#### CONSIGNA 1
Localiza en el listado cada línea que contenga la palabra "white" y cópiala tal como aparece.

#### FRAGMENTO SELECCIONADO
= = = =

Sábado 21 de diciembre, tolvanera y cielo color café. Como cada año, esa bendita costumbre de ir hasta el centro, admirar con regocijo la voluptuosidad del aguinaldo desplazándose de una vitrina a otra, de un cuerpo a otro: niños, madres de todos los colores y complexiones, padres (en su mayoría vaqueros) y ancianos (los menos) sienten el vértigo del poder, como lo sienten a diario sus jefes, como ellos aspiran a sentirlo una vez al año, aunque todos sepamos en silencio que el poder, quiero decir, ese poder, nunca, y que tal vez el verdadero nadie lo quiera oír porque no tiene plusvalía y, para acabarla, es completamente abstracto, originario de algo llamado introspección.

= = = =

#### LISTADO DE DATOS
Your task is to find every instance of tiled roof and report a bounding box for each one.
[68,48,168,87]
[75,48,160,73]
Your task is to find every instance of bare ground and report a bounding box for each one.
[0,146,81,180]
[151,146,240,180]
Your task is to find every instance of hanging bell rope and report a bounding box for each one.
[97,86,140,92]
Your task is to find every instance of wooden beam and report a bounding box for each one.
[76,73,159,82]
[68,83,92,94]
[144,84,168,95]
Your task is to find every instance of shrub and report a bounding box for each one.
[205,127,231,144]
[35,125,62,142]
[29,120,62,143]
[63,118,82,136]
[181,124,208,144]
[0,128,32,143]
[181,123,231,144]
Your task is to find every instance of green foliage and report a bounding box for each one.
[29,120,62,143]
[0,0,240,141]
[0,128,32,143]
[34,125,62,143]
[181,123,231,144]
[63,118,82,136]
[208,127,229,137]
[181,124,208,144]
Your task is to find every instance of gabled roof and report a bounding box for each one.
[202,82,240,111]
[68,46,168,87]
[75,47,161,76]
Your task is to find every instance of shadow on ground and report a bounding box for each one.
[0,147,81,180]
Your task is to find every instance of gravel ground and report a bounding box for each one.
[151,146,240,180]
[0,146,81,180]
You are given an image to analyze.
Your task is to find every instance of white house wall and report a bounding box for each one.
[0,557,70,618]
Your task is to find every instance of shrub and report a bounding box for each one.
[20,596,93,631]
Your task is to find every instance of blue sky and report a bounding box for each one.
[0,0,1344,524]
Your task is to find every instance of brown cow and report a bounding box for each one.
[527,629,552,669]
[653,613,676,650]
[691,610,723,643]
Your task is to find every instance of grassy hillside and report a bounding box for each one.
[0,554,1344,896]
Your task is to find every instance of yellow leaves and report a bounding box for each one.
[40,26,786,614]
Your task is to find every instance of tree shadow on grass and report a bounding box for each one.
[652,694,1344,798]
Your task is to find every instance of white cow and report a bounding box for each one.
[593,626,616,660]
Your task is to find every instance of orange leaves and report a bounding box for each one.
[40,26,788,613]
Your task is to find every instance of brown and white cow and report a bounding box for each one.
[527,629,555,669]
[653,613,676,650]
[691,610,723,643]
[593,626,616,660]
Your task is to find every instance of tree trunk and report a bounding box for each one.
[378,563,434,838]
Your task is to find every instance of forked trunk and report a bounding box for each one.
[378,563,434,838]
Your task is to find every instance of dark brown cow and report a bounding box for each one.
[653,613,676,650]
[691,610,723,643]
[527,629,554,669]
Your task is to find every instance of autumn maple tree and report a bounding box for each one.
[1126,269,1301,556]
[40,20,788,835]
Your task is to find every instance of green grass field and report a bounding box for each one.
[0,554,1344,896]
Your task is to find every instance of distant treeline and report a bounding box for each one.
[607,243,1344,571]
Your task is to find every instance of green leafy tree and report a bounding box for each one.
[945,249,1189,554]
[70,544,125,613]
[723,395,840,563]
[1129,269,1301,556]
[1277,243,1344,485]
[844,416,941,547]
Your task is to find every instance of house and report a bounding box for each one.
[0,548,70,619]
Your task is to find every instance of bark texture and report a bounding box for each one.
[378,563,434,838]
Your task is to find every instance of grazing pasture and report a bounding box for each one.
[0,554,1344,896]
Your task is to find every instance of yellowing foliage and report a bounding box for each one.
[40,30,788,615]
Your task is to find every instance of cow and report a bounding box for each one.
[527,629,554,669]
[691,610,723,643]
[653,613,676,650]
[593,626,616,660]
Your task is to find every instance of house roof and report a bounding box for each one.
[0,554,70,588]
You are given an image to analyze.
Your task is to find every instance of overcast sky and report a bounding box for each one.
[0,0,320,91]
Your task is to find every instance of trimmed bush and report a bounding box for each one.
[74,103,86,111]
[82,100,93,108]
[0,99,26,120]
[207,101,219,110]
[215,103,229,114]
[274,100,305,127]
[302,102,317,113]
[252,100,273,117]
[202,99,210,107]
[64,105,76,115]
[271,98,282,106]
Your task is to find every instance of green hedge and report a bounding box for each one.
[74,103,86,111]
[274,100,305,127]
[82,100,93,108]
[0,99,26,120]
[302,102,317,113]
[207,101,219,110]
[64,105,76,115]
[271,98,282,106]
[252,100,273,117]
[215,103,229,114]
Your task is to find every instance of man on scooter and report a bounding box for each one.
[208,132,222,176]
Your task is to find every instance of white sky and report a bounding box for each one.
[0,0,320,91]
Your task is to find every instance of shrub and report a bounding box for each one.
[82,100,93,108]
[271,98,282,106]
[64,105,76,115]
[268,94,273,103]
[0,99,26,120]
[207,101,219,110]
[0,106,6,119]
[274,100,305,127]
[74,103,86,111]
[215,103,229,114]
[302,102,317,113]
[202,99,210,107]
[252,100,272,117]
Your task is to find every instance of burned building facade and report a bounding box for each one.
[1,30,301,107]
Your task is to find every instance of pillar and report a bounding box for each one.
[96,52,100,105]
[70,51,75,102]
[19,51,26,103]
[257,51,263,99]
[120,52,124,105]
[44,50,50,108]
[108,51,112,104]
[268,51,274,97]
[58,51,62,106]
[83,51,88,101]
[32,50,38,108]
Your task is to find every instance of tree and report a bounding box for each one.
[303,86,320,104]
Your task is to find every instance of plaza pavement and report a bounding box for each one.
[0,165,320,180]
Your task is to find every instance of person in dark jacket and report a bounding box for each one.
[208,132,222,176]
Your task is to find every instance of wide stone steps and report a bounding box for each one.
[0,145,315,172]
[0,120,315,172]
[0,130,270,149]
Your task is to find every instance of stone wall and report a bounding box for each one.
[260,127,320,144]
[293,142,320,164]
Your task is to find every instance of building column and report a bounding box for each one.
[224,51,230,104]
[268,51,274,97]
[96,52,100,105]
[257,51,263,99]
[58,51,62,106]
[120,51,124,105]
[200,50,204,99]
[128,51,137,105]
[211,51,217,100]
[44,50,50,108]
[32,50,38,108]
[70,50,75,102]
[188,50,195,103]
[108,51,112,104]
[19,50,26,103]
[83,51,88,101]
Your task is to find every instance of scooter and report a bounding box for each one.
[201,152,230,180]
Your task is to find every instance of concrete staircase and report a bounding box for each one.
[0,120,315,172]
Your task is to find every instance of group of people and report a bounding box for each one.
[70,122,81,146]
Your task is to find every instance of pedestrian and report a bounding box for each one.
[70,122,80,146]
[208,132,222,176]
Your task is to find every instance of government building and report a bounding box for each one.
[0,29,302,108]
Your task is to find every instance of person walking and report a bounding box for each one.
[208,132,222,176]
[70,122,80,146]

= = = =

#### CONSIGNA 2
Extrae el fragmento seleccionado completo, reproduciéndolo sin cambiar nada.

#### RESULTADO DEL EJERCICIO 1
Your task is to find every instance of white house wall and report a bounding box for each one.
Your task is to find every instance of white cow and report a bounding box for each one.
Your task is to find every instance of brown and white cow and report a bounding box for each one.
Your task is to find every instance of white sky and report a bounding box for each one.

#### RESULTADO DEL EJERCICIO 2
Sábado 21 de diciembre, tolvanera y cielo color café. Como cada año, esa bendita costumbre de ir hasta el centro, admirar con regocijo la voluptuosidad del aguinaldo desplazándose de una vitrina a otra, de un cuerpo a otro: niños, madres de todos los colores y complexiones, padres (en su mayoría vaqueros) y ancianos (los menos) sienten el vértigo del poder, como lo sienten a diario sus jefes, como ellos aspiran a sentirlo una vez al año, aunque todos sepamos en silencio que el poder, quiero decir, ese poder, nunca, y que tal vez el verdadero nadie lo quiera oír porque no tiene plusvalía y, para acabarla, es completamente abstracto, originario de algo llamado introspección.